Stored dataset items
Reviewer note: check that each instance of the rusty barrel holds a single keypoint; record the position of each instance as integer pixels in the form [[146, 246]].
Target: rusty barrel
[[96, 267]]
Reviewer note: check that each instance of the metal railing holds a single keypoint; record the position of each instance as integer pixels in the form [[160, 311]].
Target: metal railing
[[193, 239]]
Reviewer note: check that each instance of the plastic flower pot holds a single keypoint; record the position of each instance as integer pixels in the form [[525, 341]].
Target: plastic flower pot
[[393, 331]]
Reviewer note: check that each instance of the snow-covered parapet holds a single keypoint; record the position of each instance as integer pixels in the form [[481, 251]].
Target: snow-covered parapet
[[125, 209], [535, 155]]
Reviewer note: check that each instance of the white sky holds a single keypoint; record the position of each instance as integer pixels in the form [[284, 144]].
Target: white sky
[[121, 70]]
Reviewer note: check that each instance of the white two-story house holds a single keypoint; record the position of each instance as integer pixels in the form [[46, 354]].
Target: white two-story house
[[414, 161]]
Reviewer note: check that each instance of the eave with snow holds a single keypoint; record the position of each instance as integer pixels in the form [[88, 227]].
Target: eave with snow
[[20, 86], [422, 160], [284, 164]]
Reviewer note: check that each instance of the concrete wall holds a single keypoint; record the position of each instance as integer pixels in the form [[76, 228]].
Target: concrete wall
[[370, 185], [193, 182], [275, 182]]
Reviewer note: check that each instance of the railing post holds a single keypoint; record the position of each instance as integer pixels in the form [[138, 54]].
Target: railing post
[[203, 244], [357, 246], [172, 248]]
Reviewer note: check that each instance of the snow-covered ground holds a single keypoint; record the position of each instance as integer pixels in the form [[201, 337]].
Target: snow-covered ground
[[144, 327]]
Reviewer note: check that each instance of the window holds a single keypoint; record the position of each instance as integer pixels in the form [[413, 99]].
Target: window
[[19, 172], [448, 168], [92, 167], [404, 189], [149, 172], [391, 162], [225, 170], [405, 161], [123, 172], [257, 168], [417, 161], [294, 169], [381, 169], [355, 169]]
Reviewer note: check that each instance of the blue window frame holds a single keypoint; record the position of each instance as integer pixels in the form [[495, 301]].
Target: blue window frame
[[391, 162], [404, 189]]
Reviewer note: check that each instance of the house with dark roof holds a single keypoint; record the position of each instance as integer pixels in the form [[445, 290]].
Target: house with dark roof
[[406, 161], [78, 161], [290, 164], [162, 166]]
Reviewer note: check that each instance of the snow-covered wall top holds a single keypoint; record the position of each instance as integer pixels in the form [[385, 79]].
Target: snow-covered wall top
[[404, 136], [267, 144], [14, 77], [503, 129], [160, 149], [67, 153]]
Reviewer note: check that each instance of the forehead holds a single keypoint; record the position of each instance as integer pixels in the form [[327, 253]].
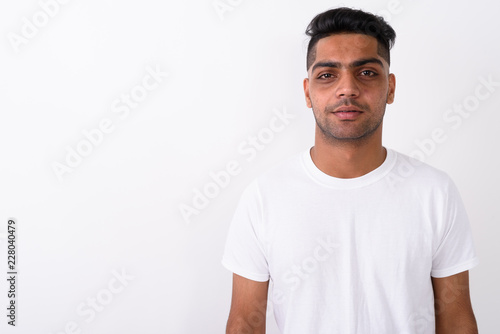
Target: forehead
[[346, 47]]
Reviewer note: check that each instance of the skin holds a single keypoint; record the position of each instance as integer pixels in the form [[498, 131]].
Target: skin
[[348, 72], [348, 148]]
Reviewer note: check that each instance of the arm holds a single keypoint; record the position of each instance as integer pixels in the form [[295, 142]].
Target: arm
[[452, 305], [248, 307]]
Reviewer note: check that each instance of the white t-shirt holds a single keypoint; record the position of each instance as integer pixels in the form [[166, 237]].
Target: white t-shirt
[[351, 255]]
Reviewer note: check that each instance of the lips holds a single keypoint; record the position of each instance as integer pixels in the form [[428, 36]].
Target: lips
[[347, 112]]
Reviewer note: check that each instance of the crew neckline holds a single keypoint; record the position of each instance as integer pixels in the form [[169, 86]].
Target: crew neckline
[[334, 182]]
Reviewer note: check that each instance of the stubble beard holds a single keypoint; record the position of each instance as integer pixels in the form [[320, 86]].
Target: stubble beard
[[336, 136]]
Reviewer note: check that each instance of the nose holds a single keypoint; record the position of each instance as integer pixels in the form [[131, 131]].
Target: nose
[[347, 86]]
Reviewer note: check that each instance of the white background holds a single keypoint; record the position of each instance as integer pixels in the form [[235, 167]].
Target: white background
[[119, 208]]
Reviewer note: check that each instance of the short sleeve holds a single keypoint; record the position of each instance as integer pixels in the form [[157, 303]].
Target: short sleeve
[[244, 252], [456, 252]]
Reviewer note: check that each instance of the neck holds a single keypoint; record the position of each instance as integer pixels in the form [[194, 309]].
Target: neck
[[348, 159]]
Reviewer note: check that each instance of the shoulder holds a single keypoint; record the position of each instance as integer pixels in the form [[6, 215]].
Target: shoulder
[[418, 174]]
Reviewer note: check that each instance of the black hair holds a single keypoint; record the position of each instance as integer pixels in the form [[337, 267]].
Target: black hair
[[348, 20]]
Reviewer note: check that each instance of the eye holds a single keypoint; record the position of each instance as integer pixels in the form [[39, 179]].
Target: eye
[[325, 76], [368, 73]]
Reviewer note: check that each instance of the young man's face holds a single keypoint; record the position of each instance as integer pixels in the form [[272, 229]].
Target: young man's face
[[348, 87]]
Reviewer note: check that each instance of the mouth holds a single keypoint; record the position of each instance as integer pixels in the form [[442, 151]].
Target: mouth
[[347, 113]]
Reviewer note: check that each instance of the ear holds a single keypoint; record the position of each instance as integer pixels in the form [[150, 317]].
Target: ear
[[392, 88], [306, 93]]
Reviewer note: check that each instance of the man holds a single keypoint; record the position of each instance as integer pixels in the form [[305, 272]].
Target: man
[[355, 237]]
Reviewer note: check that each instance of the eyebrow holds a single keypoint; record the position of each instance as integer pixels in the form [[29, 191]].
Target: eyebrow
[[356, 63]]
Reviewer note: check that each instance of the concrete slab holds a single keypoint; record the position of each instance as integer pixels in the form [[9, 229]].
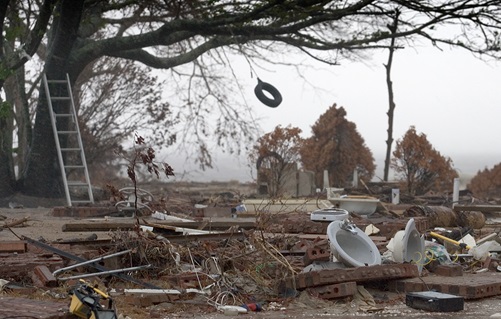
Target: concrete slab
[[469, 286], [358, 274]]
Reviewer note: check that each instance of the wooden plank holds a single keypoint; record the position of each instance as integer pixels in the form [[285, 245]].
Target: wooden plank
[[18, 246], [104, 226], [43, 273], [478, 208], [213, 225]]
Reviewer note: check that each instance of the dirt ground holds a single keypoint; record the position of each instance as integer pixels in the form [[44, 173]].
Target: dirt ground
[[42, 225]]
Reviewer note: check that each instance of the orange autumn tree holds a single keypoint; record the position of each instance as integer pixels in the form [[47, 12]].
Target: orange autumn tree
[[276, 155], [421, 166], [337, 146], [487, 183]]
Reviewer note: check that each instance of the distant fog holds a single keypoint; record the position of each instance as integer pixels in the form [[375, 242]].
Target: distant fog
[[228, 168]]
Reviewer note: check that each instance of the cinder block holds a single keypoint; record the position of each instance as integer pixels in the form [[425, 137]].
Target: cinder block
[[449, 270], [344, 289]]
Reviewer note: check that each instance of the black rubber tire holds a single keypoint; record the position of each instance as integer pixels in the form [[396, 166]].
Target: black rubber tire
[[263, 86]]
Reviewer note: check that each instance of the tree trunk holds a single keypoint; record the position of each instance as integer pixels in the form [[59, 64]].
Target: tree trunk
[[391, 100], [43, 175], [7, 178]]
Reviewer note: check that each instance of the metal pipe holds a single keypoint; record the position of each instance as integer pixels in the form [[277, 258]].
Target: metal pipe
[[452, 241]]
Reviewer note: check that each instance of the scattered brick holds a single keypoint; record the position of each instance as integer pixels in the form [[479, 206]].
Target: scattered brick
[[45, 276], [316, 254], [448, 270], [333, 291], [18, 246]]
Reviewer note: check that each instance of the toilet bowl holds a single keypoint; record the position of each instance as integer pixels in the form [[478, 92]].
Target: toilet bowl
[[351, 246], [408, 245]]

▶ _What is required_
Reproduce word for word the lines of the listing from the line containing "Reviewer note: check that each instance of the white t-shirt" through the line containing "[[347, 112]]", inclusive.

▶ _Solution below_
Reviewer note: check that each instance of the white t-shirt holds a single keypoint; record the position of each instance as integer pixels in the form [[166, 237]].
Target: white t-shirt
[[351, 255]]
Reviewer note: check that each instance of the lips holds a single keypoint; record the position of each instance as integer pixels in the form [[428, 36]].
Target: lips
[[347, 112]]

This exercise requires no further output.